◆ **SHORT EXERCISE**:
Put every line of the listing below into a numbered list, skipping blank lines and leaving the pictures out.

◆ **MATERIAL FOR THIS TASK**:

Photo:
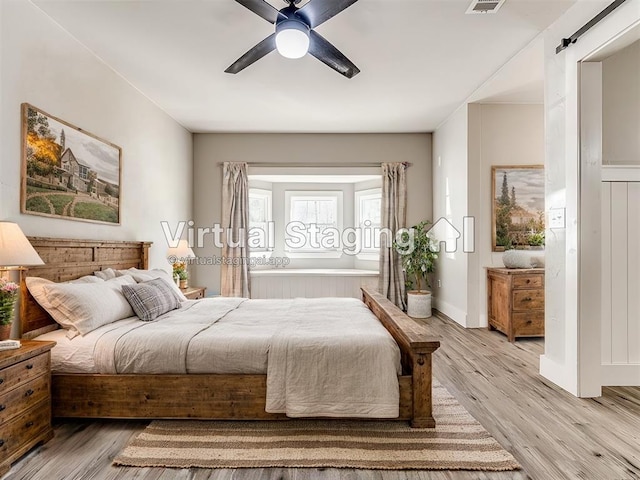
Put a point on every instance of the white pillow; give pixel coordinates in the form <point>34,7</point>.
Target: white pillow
<point>146,275</point>
<point>36,288</point>
<point>81,308</point>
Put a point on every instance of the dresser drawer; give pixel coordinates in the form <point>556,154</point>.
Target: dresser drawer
<point>24,428</point>
<point>528,300</point>
<point>528,281</point>
<point>23,397</point>
<point>23,372</point>
<point>528,323</point>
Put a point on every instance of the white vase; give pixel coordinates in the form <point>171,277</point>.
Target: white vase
<point>419,303</point>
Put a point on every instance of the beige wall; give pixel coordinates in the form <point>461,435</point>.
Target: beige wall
<point>46,67</point>
<point>450,201</point>
<point>506,135</point>
<point>473,139</point>
<point>312,149</point>
<point>621,107</point>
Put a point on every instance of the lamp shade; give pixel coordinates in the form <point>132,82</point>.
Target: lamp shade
<point>15,249</point>
<point>181,252</point>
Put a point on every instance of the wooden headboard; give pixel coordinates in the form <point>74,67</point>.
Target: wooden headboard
<point>68,259</point>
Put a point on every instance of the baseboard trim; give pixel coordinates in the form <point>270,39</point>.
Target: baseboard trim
<point>627,375</point>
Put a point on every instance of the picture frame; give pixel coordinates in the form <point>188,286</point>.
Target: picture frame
<point>68,172</point>
<point>517,207</point>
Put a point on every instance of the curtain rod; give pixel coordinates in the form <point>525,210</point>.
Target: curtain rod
<point>309,165</point>
<point>567,42</point>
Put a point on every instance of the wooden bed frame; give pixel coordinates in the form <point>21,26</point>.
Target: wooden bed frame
<point>202,396</point>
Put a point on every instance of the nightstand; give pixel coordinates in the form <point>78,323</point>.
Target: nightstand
<point>25,400</point>
<point>516,301</point>
<point>194,293</point>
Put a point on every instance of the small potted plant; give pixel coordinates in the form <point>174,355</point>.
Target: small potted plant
<point>8,295</point>
<point>536,240</point>
<point>180,272</point>
<point>418,252</point>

◆ **SOLUTION TO THE EXERCISE**:
1. Photo:
2. Put a point on every instance of the white pillow; give pixel coordinates in the form <point>34,7</point>.
3. Target: white pillow
4. <point>146,275</point>
5. <point>36,288</point>
6. <point>81,308</point>
7. Put a point on every instance of the dresser drawer; give pixel coordinates in the form <point>556,154</point>.
8. Target: dresser drawer
9. <point>24,428</point>
10. <point>528,300</point>
11. <point>528,281</point>
12. <point>23,397</point>
13. <point>23,372</point>
14. <point>528,323</point>
15. Put a point on every instance of the white vase; give pixel coordinates in the form <point>171,277</point>.
16. Target: white vase
17. <point>419,303</point>
18. Put a point on every instance of the beige wall; give pixel coordinates in the form <point>461,435</point>.
19. Target: beige wall
20. <point>46,67</point>
21. <point>450,201</point>
22. <point>506,135</point>
23. <point>473,139</point>
24. <point>312,149</point>
25. <point>621,107</point>
26. Put a point on every instance of the lamp shade; give pixel coordinates in the form <point>132,82</point>.
27. Target: lamp shade
28. <point>15,249</point>
29. <point>181,252</point>
30. Put a point on every instance of the wooden headboard; give pixel coordinates in the form <point>74,67</point>.
31. Target: wooden headboard
32. <point>68,259</point>
33. Put a point on every instance of the baseboard trim; give pixel coordinates in the form <point>270,39</point>.
34. Target: baseboard trim
35. <point>627,375</point>
36. Put a point on every instance of the picture frame; give pixel coordinates in the form <point>188,286</point>.
37. Target: picture frame
38. <point>68,172</point>
39. <point>517,207</point>
40. Put a point on every instance of the curtain rod; give pixel coordinates in the form <point>525,210</point>.
41. Target: curtain rod
42. <point>309,165</point>
43. <point>567,42</point>
44. Put a point on every instance of the wooden bed frame; give pixel coordinates in the form <point>21,26</point>.
45. Target: wooden bed frame
46. <point>202,396</point>
47. Put a point on every instance of the nightstand; give pixel coordinates in the form <point>78,323</point>.
48. Target: nightstand
49. <point>25,400</point>
50. <point>516,301</point>
51. <point>194,293</point>
52. Put a point on every instance of the small potted plant; give pixel coordinates in the form <point>174,355</point>.
53. Target: small potted plant
54. <point>8,295</point>
55. <point>536,240</point>
56. <point>180,272</point>
57. <point>418,252</point>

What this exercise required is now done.